Aim. Extract every line of the material below and reproduce it faithfully.

--- start Data for this exercise ---

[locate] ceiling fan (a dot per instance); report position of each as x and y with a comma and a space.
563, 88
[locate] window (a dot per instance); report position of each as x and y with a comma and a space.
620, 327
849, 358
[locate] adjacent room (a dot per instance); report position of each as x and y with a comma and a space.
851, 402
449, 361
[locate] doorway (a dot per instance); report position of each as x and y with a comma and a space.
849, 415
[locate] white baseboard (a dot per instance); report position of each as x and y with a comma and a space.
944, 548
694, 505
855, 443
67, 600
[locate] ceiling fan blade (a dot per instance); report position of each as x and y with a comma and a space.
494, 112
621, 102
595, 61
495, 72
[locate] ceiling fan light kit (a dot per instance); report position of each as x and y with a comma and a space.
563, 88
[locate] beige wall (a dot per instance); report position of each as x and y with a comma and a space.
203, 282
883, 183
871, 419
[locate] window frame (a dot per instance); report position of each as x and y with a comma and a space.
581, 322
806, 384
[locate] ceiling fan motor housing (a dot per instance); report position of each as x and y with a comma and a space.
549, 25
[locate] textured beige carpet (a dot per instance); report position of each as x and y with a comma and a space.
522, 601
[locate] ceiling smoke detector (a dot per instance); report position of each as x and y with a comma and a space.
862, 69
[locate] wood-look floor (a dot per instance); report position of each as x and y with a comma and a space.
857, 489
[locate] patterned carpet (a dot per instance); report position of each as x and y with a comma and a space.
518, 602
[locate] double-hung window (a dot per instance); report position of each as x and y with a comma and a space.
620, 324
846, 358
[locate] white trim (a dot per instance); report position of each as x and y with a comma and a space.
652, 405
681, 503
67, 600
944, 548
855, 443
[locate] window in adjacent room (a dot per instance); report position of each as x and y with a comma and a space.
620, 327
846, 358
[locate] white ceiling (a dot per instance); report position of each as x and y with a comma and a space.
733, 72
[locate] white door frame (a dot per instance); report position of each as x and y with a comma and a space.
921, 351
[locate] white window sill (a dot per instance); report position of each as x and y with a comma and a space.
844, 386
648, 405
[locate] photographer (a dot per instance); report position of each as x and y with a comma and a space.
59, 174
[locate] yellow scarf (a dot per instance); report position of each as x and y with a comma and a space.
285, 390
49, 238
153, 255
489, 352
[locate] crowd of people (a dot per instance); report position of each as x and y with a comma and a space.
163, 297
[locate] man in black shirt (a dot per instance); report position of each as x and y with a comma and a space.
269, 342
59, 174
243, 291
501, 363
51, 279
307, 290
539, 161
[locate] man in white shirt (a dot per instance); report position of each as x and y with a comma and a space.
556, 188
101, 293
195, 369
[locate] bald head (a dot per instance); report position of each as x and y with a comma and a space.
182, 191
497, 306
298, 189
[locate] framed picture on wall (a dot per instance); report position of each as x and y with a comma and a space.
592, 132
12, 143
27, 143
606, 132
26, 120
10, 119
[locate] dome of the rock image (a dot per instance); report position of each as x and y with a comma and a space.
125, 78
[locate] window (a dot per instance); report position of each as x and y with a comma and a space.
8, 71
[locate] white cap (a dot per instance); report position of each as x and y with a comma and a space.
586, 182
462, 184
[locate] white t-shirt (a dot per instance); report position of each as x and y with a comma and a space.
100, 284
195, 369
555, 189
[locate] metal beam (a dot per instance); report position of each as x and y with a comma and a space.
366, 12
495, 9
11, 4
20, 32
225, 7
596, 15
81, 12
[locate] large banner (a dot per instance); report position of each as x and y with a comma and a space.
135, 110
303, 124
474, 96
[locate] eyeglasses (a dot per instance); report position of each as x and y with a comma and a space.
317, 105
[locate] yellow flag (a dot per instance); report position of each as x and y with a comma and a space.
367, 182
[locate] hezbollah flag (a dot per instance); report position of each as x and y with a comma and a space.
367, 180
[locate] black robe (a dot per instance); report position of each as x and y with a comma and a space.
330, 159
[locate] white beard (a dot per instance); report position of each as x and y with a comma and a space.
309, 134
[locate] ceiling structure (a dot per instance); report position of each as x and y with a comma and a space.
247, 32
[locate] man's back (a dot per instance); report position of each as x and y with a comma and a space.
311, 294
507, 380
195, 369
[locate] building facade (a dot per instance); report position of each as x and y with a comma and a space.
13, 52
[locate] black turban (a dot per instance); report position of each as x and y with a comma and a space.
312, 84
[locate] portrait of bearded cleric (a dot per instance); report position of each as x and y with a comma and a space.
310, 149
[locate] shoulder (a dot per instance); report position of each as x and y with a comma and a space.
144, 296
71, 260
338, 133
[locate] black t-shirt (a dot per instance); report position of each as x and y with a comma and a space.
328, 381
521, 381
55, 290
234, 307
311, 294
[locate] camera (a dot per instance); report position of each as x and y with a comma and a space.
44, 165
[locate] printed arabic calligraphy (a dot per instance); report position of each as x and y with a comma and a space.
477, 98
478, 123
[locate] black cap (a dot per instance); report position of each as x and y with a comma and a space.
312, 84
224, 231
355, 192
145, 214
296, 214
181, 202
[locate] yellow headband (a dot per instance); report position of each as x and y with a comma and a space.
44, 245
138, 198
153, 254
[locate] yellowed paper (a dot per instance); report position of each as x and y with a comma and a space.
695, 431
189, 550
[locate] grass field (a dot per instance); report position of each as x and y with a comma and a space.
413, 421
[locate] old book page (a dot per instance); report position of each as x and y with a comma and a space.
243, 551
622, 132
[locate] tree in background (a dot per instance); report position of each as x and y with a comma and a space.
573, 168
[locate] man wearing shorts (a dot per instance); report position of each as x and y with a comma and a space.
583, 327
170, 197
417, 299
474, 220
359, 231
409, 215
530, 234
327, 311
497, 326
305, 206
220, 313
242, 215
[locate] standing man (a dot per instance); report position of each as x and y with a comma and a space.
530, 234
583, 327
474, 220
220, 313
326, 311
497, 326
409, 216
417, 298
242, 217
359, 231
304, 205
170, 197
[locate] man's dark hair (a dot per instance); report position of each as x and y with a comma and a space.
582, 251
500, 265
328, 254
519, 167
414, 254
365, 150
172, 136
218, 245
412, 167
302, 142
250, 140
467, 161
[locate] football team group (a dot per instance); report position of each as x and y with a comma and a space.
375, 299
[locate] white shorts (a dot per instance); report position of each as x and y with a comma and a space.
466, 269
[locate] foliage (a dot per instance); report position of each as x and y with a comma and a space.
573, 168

--- end Data for this exercise ---

Full response.
[locate] ceiling fan (a dot per instance); report position of each as x and y with a comma and a space.
563, 88
[locate] window (a dot per instance); report position of each as x and y with a comma and a space.
620, 327
849, 358
[locate] adjacent room (a dot per instance); report position of each as x and y with a comma and a space.
851, 402
449, 361
[locate] doorway (a dot per instance); report position of each as x and y with a comma and a space.
849, 415
[locate] white baseboard (a dot per instance); report position of each as x and y with a comma and a space.
944, 548
694, 505
855, 443
67, 600
[locate] ceiling fan blade (a dot per instance); report position of each as x and y with a comma and a space.
494, 112
621, 102
595, 61
495, 72
[locate] ceiling fan light kit (a dot per instance); report position of each as x and y with a comma and a space.
563, 88
[locate] beige wall (a dot per instance); report position of each as x and y with a comma and a space.
203, 282
883, 183
871, 419
[locate] window frame (a dot per instance); report position of each as x and y with a comma and a space.
581, 322
806, 384
[locate] ceiling fan motor housing (a dot per instance); report position of each as x and y with a comma and a space.
549, 25
[locate] textured beige carpet (a dot per instance); report position of each as x and y with a comma and a space.
522, 601
[locate] ceiling smoke detector (a dot per instance); report position of each as x and y with a comma and a space.
862, 69
[locate] wood-look floor (a dot per instance); report position of each as x and y with a comma and a space.
857, 489
[locate] patterned carpet (a dot per instance); report position of each as x and y with a comma and a space.
518, 602
[locate] double-hung window (a dot per instance); report position of each as x and y with a comma and a space.
620, 324
846, 358
[locate] white trim (a dot per instance); report position of each as x and y with a comma and a space.
652, 405
681, 503
67, 600
944, 548
855, 443
[locate] window in adjacent room (a dot per instance); report position of each as x and y with a comma and a space.
620, 327
846, 358
[locate] white ceiling (a dot per instance); report position of each as x and y with a comma and a space.
733, 72
[locate] white door frame (a dot per instance); report position of each as x and y with a comma and a space.
921, 351
[locate] white window sill (a dot per instance); report position of each as x and y with a comma and a space.
844, 386
648, 405
[locate] photographer (a dot per instance); report position of each as x and y with a comma and a space.
59, 174
[locate] yellow scarf (a dot per instance); report position of each as x and y with a comma and a space.
285, 390
49, 238
153, 255
489, 352
[locate] crowd of people (a dot per instance); report position of each as x and y with a comma and a space.
163, 297
[locate] man in black shirt (a dot per instance); report position of each as x and y with a comma and a space.
269, 342
59, 174
243, 291
501, 363
51, 279
307, 290
539, 161
[locate] man in white shirt (a dot per instance); report position of each as x and y with a comma and a space.
556, 188
101, 293
195, 369
[locate] bald head (a dot per instance); report position of each as x and y with a comma and a space.
182, 191
497, 306
298, 189
[locate] framed picture on wall (a dot per instance); report position of each as x and y with a comma and a space.
592, 132
12, 143
27, 143
606, 132
26, 120
10, 119
[locate] dome of the rock image (a dot per instance); report position of each as x and y with a comma and a space.
125, 78
[locate] window (a dot per instance); report position of each as x and y with a comma and a space.
8, 71
[locate] white cap (a dot per instance); report position of each as x and y with a comma and a space.
586, 182
462, 184
[locate] white t-shirt (a dot per instance); report position of each as x and y with a comma and a space.
100, 284
195, 369
555, 189
[locate] metal beam (a dot per instance); report position of each as x and y with a comma and a space.
366, 12
495, 9
11, 4
20, 32
225, 7
596, 15
81, 12
[locate] large banner (a dot per instance); report position of each as x and y with a comma and a space.
135, 110
303, 124
474, 96
[locate] eyeglasses (a dot per instance); report position of each as x and y with a comma and a space.
317, 105
[locate] yellow flag (a dot per instance); report position of each as x and y with a comma and a space.
367, 182
[locate] hezbollah flag (a dot per instance); report position of each as x and y with a comma and a space.
367, 180
[locate] black robe (a dot per instance); report position of each as x and y with a comma and a space.
330, 159
[locate] white beard (a dot per instance); report position of each as x and y with a comma and a space.
309, 134
[locate] ceiling structure (a dot per instance); report position of each as x and y with a comma and a space.
247, 32
[locate] man's back (a dot per instance); report position of each as x and y with a comma and a space.
311, 294
507, 380
195, 369
[locate] building facade (a dot per instance); report position of each as x and y with a comma and a space.
13, 52
[locate] black turban (a dot per instance); report position of each as x and y with a comma and a space.
312, 84
[locate] portrait of bearded cleric (a dot per instance); report position of each as x and y with a comma and a space.
310, 149
[locate] shoulder (a dot per instance); report position of each as x and y with a comma and a space.
144, 296
71, 260
338, 133
[locate] black t-shirt (a dot per instance); report position of each as x and y with a comma and a space.
328, 381
521, 381
55, 290
234, 307
311, 294
[locate] camera (a dot per instance); report position of each as x and y with a comma and a space.
44, 165
[locate] printed arabic calligraphy (a dot per instance); report position of each as x and y with a comma and a space.
477, 98
478, 123
[locate] black cap (a dot per instance); report position of each as x and y with a comma and a space.
312, 84
224, 231
355, 192
145, 214
296, 214
181, 202
[locate] yellow headband (a dot per instance); report position of each as x and y with a comma and a space.
44, 245
138, 198
153, 254
[locate] yellowed paper (a dot per instance); report position of each as x and y with a comma and a space.
695, 431
189, 550
[locate] grass field (a dot per instance); report position of each as x and y with a comma and a space.
413, 421
[locate] old book page (a dot per instance); report position of each as x and y with a comma and a space.
243, 551
622, 132
[locate] tree in background (a dot per instance); report position of each as x and y with a comma and a space.
573, 168
[locate] man wearing shorts (a dot per instance); report position of each as x and y with a comma and a space.
583, 327
170, 197
417, 299
474, 220
359, 231
409, 215
530, 234
327, 311
497, 326
305, 206
220, 313
242, 215
[locate] standing man (a dot per instance); report position of each as x and y with a comma and a space.
530, 234
583, 327
474, 220
220, 313
326, 311
497, 326
409, 216
417, 298
242, 217
359, 231
304, 205
170, 197
[locate] man's dark hair (a dot per instance); report position of each as x and y with a comma and a space.
582, 251
500, 265
328, 254
519, 167
414, 254
365, 150
172, 136
218, 245
412, 167
302, 142
250, 140
467, 161
[locate] football team group (a dot per instance); report position of each as x and y with a comma and a space.
375, 299
[locate] white shorts (a dot per instance); report position of each as x and y with a comma and a space.
466, 269
[locate] foliage (a dot per instance); report position of each as x and y with a comma and a space.
573, 168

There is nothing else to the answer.